Copy out all the entries word for word.

[START]

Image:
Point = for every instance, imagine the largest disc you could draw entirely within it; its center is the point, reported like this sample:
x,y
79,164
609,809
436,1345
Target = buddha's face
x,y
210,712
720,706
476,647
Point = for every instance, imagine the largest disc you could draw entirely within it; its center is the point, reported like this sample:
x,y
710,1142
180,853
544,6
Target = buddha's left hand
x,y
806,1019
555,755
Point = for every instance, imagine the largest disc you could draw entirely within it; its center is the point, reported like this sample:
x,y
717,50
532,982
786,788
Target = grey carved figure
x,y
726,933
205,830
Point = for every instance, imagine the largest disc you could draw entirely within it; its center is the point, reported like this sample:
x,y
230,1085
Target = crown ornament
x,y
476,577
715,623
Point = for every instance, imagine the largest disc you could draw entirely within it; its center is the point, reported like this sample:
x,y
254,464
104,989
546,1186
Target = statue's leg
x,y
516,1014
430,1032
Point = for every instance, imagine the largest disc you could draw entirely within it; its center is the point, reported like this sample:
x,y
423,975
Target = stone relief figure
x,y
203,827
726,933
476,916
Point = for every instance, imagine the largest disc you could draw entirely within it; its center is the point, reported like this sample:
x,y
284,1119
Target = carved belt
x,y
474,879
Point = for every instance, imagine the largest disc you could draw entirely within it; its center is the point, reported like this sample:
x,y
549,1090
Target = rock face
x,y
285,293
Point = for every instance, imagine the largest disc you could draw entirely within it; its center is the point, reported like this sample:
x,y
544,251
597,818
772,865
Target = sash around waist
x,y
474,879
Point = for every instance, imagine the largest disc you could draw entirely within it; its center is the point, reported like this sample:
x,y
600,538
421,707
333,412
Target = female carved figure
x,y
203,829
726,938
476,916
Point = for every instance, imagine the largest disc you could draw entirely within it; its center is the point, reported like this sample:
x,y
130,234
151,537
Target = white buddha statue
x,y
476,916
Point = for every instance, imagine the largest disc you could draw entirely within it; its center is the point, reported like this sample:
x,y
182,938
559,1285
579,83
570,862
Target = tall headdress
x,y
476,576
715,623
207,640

[END]

#### [SOLUTION]
Image:
Point = for every instance, imagine the largest disc you could draw entirely within it; its center is the point, reported like this sample:
x,y
79,164
609,809
436,1345
Target = buddha's face
x,y
210,712
720,706
476,647
Point = for every instance, imagine the largest disc you could draw entirely within it; its center is the point, reported like this sample:
x,y
710,1142
180,853
544,6
Target = buddha's left hand
x,y
806,1019
555,755
Point = for every instance, imagine the largest disc you could draw entirely within it; its center is the point, reported like this sample:
x,y
717,50
532,982
786,788
Target = grey carved figure
x,y
726,933
205,830
Point = for every instance, imagine the largest disc you could draw entirely within it; its center is the point, reported like this sample:
x,y
230,1085
Target = crown ornament
x,y
476,577
715,623
Point = for every instance, imagine the largest disc you could draw entirely within it; its center is the point, reported like this sample:
x,y
254,464
104,989
546,1186
Target = statue's leg
x,y
516,1014
430,1032
Point = for every instance, imagine the largest disc you could draw entirely within it; its center is the point, reported like this sample:
x,y
423,975
Target = stone relief figure
x,y
203,827
726,933
476,916
Point = for every instance, imagine the largest disc you could draw entirely within it; its center is the point, reported like this sample:
x,y
284,1119
Target = carved belt
x,y
474,879
Point = for every instance, imagine the largest disc you could draw entirely within it; its center is the point, reported like this sample:
x,y
549,1090
Target = rock face
x,y
285,293
Point = for every instance, imagine the largest disc you could draw entirely within it; its center is the point, reported like this sample:
x,y
544,251
597,818
772,865
Target = sash around waist
x,y
474,879
Point = for every instance, imagine the largest disc you could draw entirely within it; its center is the point, reported like this sample:
x,y
600,538
421,707
333,412
Target = female carved figure
x,y
203,829
726,938
476,916
Point = for every instance, imagine the largest disc you could draw entirely within it; its center is the point, reported like this sample:
x,y
130,234
151,537
Target = white buddha statue
x,y
476,916
Point = for every instance, imagine the largest disc you could draw entirely within it; its center is the point, reported like this sample:
x,y
182,938
559,1285
579,83
570,862
Target = tall headdress
x,y
476,576
715,623
207,640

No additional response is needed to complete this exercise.